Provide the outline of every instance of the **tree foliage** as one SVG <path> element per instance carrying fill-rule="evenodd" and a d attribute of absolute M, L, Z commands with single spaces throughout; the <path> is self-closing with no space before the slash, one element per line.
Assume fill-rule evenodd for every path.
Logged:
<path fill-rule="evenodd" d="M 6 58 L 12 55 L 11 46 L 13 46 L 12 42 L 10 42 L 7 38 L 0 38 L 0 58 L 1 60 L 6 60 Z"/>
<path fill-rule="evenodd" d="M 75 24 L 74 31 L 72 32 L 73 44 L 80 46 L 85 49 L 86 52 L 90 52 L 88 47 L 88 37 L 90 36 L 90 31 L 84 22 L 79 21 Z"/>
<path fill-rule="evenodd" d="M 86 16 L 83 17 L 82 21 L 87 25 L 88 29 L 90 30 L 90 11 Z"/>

## To do
Each entry needs to be transcribed exactly.

## Response to the exercise
Provide the outline of every instance of the **tree foliage** as one SVG <path> element per instance carrying fill-rule="evenodd" and a d attribute of absolute M, L, Z commands with single spaces throughout; the <path> is self-closing with no space before the slash, one element per line.
Assume fill-rule evenodd for every path.
Logged:
<path fill-rule="evenodd" d="M 6 58 L 12 55 L 11 46 L 13 46 L 12 42 L 10 42 L 7 38 L 0 38 L 0 58 L 1 60 L 6 60 Z"/>
<path fill-rule="evenodd" d="M 75 24 L 74 31 L 72 32 L 73 44 L 80 46 L 85 49 L 86 52 L 90 52 L 88 47 L 88 37 L 90 36 L 90 31 L 84 22 L 79 21 Z"/>
<path fill-rule="evenodd" d="M 86 16 L 83 17 L 82 21 L 87 25 L 88 29 L 90 30 L 90 11 Z"/>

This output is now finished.